======== Documento ========

La sceneggiata di Roma Capitale

Renato Nicolini ha scritto che «noncurante del precedente di Luigi XVI, che li pagò con la ghigliottina, il sindaco Alemanno ha convocato gli Stati generali». Secondo me il sindaco non corre nessun rischio, perché gli Stati generali sono stati convocati in nome di Roma Capitale. Ma Roma Capitale non esiste. È solo il Comune di Roma che ha cambiato nome e carta intestata.
Cerco di chiarire. L’istituzione di Roma Capitale è prevista dalla legge di delega al Governo per il federalismo fiscale (42/2009) che, in verità, attribuisce a Roma Capitale importanti funzioni: la valorizzazione dei beni storici, artistici, ambientali e fluviali; lo sviluppo economico; lo sviluppo urbano e la pianificazione territoriale; l’edilizia pubblica e privata; il trasporto pubblico e la mobilità; la protezione civile ed eventuali altre funzioni conferite dallo Stato e dalla Regione Lazio. Ma l’esercizio effettivo dei poteri è subordinato all’emanazione di appositi decreti legislativi e l’unico finora approvato tratta solo del funzionamento degli organi. Ed è difficile, secondo me, che si metta mano all’attribuzione delle altre competenze che, per essere esercitate da Roma Capitale, devono essere quasi tutte sottratte alla Regione e alla Provincia provocando, inevitabilmente, uno sconquasso istituzionale.

======== Dati grezzi ========

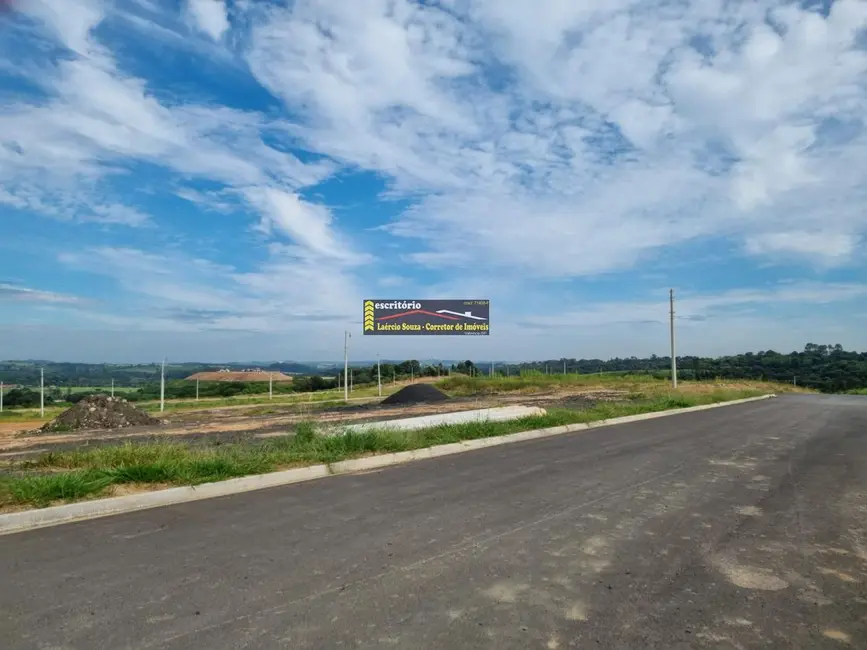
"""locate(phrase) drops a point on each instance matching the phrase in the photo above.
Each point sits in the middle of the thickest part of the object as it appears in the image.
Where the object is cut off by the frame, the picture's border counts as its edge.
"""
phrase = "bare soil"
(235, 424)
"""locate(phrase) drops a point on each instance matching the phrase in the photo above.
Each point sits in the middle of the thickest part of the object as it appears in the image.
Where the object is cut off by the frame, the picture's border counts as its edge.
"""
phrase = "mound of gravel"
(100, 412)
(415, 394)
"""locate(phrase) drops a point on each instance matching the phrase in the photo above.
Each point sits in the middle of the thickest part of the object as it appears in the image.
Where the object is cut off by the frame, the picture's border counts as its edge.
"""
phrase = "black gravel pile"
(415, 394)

========
======== Dati grezzi ========

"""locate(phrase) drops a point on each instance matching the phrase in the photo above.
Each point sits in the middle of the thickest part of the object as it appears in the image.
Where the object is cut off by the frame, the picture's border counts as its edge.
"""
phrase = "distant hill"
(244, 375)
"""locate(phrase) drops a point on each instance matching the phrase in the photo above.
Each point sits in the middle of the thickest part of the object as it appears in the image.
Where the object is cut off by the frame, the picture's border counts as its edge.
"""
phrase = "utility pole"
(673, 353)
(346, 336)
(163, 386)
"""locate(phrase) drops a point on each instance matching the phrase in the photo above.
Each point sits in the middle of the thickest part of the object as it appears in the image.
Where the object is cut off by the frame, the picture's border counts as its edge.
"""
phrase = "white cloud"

========
======== Dati grezzi ========

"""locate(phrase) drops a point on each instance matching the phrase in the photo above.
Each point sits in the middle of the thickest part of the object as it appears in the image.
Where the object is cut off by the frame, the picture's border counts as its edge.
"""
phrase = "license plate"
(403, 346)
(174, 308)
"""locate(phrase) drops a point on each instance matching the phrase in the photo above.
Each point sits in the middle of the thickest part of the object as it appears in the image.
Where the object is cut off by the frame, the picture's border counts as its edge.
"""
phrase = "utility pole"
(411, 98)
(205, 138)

========

** Descrizione del problema **
Prosegui il testo su Roma Capitale a partire dalla sua ultima frase. Le righe non hanno alcun ruolo in questo lavoro.

** Risultato **
Non serve la palla di vetro per capire che l’opposizione di Regione e Provincia sarebbe (giustamente) furiosa. Si guardino il disegno e i dati qui riportati: che senso avrebbe il Piano territoriale di coordinamento di una Provincia di Roma senza Roma, ridotta per questo a uno spazio residuo a forma di contorto settore circolare? Lo stesso per i trasporti e le altre competenze trasferite. E non tanto diverso sarebbe il declassamento della Regione alla quale resterebbe integralmente la sanità o poco di più. Per intenderci, è come se alla popolazione provinciale fosse virtualmente sottratta quella di Roma: da 4 milioni a circa un milione e mezzo di abitanti. E la popolazione del Lazio, non contando Roma, sarebbe quasi la metà: nella graduatoria delle regioni per peso demografico, è come se scendesse dal terzo posto (dopo Lombardia e Campania) al decimo, dopo la Toscana e prima della Calabria. Per tutto ciò è impensabile che Roma Capitale possa convivere con una Provincia e una Regione depotenziate e mortificate.
E allora? La soluzione potrebbe trovarsi attivando la città metropolitana di cui tratta la medesima legge delega per il federalismo fiscale. Che prevede, oltre a Roma Capitale, altre nove città metropolitane: Bari, Bologna, Firenze, Genova, Milano, Napoli, Reggio Calabria, Torino e Venezia. Le città metropolitane dovrebbero sostituire le vigenti province, ereditando lo stesso territorio, oppure uno diversamente organizzato, in questo caso i comuni non ricadenti nella città metropolitana andrebbero assegnati alle restanti province «ordinarie». Sarebbe quindi ridisegnata la geografia amministrativa e si potrebbe (ma resterebbe il nodo della Regione Lazio penalizzata), evitare il papocchio di Roma Capitale senza modifiche agli attuali confini amministrativi.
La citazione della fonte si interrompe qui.